━━━ Kaynak Metin

Hükümet programında çevre ve enerji

Özgür Gürbüz-BirGün/7 Eylül 2014

62. Hükümet’in programı açıklandı. Programın çevre ve enerji bölümlerinde ‘yeni’ bir şey yok. Programda dikkatimi çeken noktaları kısaca özetlemek isterim.

‘Yaşanabilir mekanlar ve çevre’ adı verilen bölüm kente övgüyle başlıyor. Kentler, ‘toplumun gelişmişlik düzeyini belirleyen faktörlerden biri’ kabul edilmiş. “Yüksek standartlarda şehirleşme artık bir zenginlik ve gelişmişlik göstergesi haline gelmiştir” deniyor. AKP döneminde kentte yaşayan nüfusun oranının 9 puan artıp yüzde 73’e ulaşması başarı sayılmış. Daha önce bu köşede yazmıştık. Çin gibi nüfusu 1 milyar 400 milyonu bulan ve Türkiye’nin 12 katı yüzölçümüne sahip bir ülkede dev kentler yaratmak, insanlara hizmet götürmek için tek seçenek olabilir. Buna rağmen Çin’in en kalabalık kenti Şanghay’da ülke nüfusunun yüzde 2’sine yakını yaşıyor. İstanbul’da ise Türkiye nüfusunun yüzde 20’si toplanmış. Ülkedeki her beş kişiden biri İstanbul’da. Türkiye’de dikey büyüme zorunluluk değil. Yer var, iklim müsait… Kaldı ki, tüm kaynağı İstanbul’a aktarmamıza rağmen o kentte de hayat yaşanılmaz bir halde. Trafik, hava kirliliği, su sorunu, yeşil alan yokluğu… Davutoğlu hükümeti bu başarısız kentleşme modelini, programda övüyor ve hataya devam edileceğinin işaretlerini veriyor.

━━━━━━
━━━ Çıkarılan Veriler

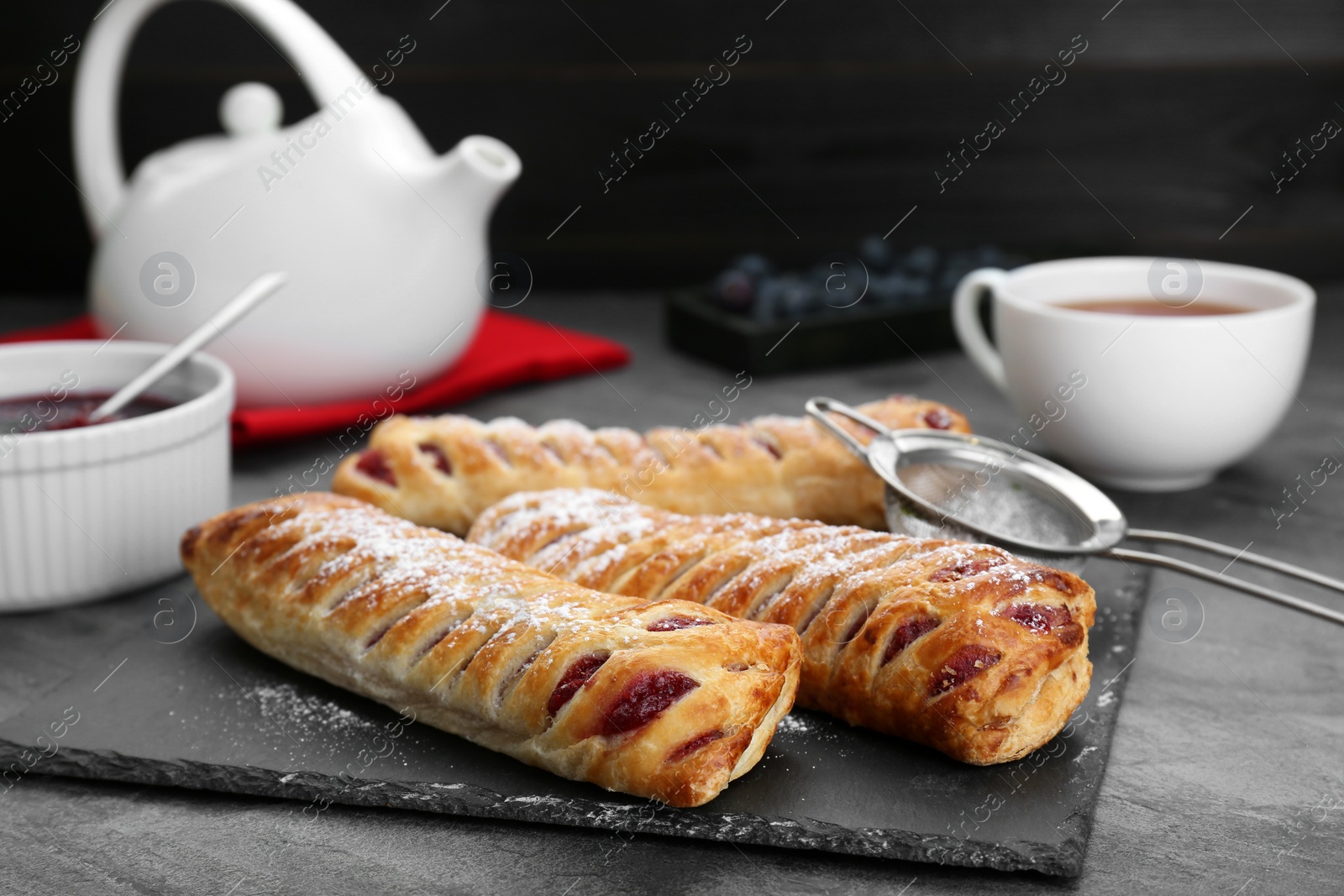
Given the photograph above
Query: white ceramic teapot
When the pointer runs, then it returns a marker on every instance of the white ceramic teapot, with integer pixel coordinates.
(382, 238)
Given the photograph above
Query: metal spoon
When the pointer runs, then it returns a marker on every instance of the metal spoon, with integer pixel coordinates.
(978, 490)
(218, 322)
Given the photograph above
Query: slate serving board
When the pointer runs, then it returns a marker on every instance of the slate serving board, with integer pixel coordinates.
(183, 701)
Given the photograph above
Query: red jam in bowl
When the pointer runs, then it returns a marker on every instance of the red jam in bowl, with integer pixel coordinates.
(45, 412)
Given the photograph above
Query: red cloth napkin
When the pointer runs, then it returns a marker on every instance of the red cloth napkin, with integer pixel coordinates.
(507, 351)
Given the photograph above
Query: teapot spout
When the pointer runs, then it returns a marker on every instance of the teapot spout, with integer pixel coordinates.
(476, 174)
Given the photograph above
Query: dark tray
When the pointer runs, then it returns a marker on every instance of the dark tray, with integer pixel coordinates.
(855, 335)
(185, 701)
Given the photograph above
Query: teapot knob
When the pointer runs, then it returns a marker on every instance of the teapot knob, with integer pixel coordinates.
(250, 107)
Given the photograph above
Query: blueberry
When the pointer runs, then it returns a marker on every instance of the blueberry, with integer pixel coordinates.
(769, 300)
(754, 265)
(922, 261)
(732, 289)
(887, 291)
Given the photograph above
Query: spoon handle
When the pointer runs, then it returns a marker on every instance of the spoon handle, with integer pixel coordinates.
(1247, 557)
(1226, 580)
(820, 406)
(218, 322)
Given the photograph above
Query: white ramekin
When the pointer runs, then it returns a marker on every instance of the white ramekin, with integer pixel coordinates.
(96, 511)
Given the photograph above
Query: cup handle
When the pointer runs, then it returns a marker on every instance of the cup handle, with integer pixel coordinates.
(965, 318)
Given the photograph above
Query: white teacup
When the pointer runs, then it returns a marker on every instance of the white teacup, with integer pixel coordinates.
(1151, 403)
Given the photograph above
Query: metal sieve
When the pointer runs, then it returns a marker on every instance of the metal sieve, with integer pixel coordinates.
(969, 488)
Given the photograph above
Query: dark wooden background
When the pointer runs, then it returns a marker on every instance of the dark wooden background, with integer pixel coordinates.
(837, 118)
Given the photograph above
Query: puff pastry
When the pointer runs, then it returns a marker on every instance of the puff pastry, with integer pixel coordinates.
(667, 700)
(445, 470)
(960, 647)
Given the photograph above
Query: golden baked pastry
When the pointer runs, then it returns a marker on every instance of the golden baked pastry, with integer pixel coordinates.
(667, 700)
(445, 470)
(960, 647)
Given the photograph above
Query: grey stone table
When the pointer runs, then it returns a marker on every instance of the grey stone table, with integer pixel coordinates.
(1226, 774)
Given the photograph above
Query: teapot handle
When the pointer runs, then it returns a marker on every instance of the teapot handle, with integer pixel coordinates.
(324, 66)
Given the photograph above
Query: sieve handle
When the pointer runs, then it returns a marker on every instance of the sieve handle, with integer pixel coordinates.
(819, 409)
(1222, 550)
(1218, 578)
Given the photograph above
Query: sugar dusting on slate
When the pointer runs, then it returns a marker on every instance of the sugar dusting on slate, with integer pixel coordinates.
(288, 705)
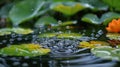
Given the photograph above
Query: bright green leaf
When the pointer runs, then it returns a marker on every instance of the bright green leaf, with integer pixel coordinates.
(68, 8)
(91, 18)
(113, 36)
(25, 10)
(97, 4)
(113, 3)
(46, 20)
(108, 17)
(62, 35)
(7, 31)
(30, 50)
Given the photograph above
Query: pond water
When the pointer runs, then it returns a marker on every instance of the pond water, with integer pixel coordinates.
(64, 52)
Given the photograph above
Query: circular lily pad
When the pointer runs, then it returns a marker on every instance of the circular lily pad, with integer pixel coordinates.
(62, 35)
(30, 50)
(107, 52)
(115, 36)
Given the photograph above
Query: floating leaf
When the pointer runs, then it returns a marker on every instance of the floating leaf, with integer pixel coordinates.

━━━━━━

Yapılacak İşler:
- A) Kaynak metnin "Hükümet programında çevre" ifadesinden başlayıp "kısaca özetlemek isterim." ifadesi de dahil olmak üzere bu ifadeye kadar süren kısmını, "çevre ve enerji" yerine "ekonomi ve tarım" koyarak düzenleyin ve yeniden yazın.
- B) Kaynak metne göre aşağıdaki soruları yanıtlayın:
(i) Programı açıklanan hükümet kaçıncı hükümettir?
(ii) AKP döneminde kentte yaşayan nüfusun oranı kaç puan artmış ve yüzde kaça ulaşmıştır?
(iii) İstanbul'da Türkiye nüfusunun yüzde kaçı toplanmıştır?

Yazılı Yanıtlar:
- A)
Hükümet programında ekonomi ve tarım

Özgür Gürbüz-BirGün/7 Eylül 2014

62. Hükümet’in programı açıklandı. Programın ekonomi ve tarım bölümlerinde ‘yeni’ bir şey yok. Programda dikkatimi çeken noktaları kısaca özetlemek isterim.

- B)
(i) 62. Hükümet.
(ii) 9 puan artmış ve yüzde 73'e ulaşmıştır.
(iii) Yüzde 20'si.